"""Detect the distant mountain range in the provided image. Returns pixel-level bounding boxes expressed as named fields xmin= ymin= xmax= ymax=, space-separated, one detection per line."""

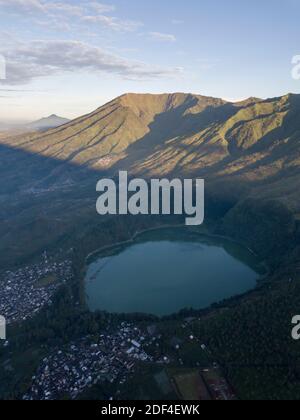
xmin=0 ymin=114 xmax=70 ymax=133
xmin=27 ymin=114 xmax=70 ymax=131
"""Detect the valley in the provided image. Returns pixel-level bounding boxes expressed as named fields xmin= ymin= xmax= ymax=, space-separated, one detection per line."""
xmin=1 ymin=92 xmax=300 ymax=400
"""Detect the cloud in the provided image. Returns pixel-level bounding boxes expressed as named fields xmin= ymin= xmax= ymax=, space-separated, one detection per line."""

---

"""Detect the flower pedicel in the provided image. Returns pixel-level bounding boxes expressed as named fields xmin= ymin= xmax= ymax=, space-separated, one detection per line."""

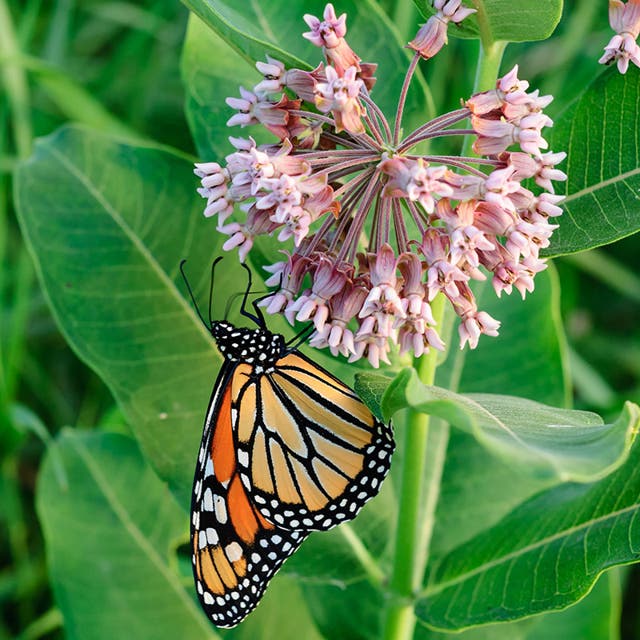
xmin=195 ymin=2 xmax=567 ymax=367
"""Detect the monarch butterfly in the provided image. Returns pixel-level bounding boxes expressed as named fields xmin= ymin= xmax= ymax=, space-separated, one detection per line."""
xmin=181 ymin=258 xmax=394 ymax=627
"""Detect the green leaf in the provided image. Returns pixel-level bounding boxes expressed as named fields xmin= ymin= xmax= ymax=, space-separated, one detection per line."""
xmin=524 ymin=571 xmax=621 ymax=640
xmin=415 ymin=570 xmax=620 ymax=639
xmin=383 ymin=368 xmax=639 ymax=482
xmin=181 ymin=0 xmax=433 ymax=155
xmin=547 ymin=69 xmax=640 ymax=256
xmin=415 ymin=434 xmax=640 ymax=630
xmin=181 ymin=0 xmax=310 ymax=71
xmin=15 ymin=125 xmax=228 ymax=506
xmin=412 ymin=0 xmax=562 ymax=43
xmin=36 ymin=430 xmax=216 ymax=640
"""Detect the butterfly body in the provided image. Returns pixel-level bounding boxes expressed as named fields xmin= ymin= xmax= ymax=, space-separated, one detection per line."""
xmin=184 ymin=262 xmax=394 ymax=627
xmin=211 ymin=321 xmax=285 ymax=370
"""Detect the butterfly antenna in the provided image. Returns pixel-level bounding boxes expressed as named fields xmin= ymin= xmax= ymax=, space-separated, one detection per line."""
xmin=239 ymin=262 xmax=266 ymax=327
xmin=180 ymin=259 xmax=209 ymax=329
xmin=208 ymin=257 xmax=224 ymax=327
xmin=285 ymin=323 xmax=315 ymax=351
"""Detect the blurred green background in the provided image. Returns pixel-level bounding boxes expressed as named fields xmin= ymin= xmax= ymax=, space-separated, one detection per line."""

# What is needed:
Above are records; repeat only the lines starting at the line with "the green leaf" and ending at the line with "the blurred green", exactly as they appear, both included.

# Answer to this problem:
"""Detect the green leaf in the provided image. Returns pixel-level bounding boxes expressed as named fields xmin= ymin= xmax= ymax=, space-separated, one detection per line."""
xmin=524 ymin=571 xmax=621 ymax=640
xmin=415 ymin=570 xmax=620 ymax=639
xmin=383 ymin=368 xmax=639 ymax=482
xmin=181 ymin=0 xmax=433 ymax=155
xmin=547 ymin=69 xmax=640 ymax=256
xmin=415 ymin=434 xmax=640 ymax=630
xmin=181 ymin=0 xmax=310 ymax=71
xmin=15 ymin=125 xmax=228 ymax=506
xmin=412 ymin=0 xmax=562 ymax=43
xmin=36 ymin=430 xmax=216 ymax=640
"""Detect the butterfly body in the provided image. Returns pixel-level bounding boxes expressed as named fields xmin= ymin= xmax= ymax=, space-separated, one detection per line."""
xmin=184 ymin=262 xmax=394 ymax=627
xmin=211 ymin=321 xmax=285 ymax=370
"""Detect the butterfly antenna in the provided image. Returns pixel-level bounding boxes expressed as named fields xmin= ymin= xmax= ymax=, space-separated, one detection per line."""
xmin=239 ymin=262 xmax=266 ymax=327
xmin=180 ymin=259 xmax=209 ymax=329
xmin=208 ymin=257 xmax=224 ymax=327
xmin=285 ymin=323 xmax=315 ymax=351
"""Detect the blurred green background in the provided image. Returns pixel-level bounding boxes expressed as named fields xmin= ymin= xmax= ymax=, space-separated, one detection per line."""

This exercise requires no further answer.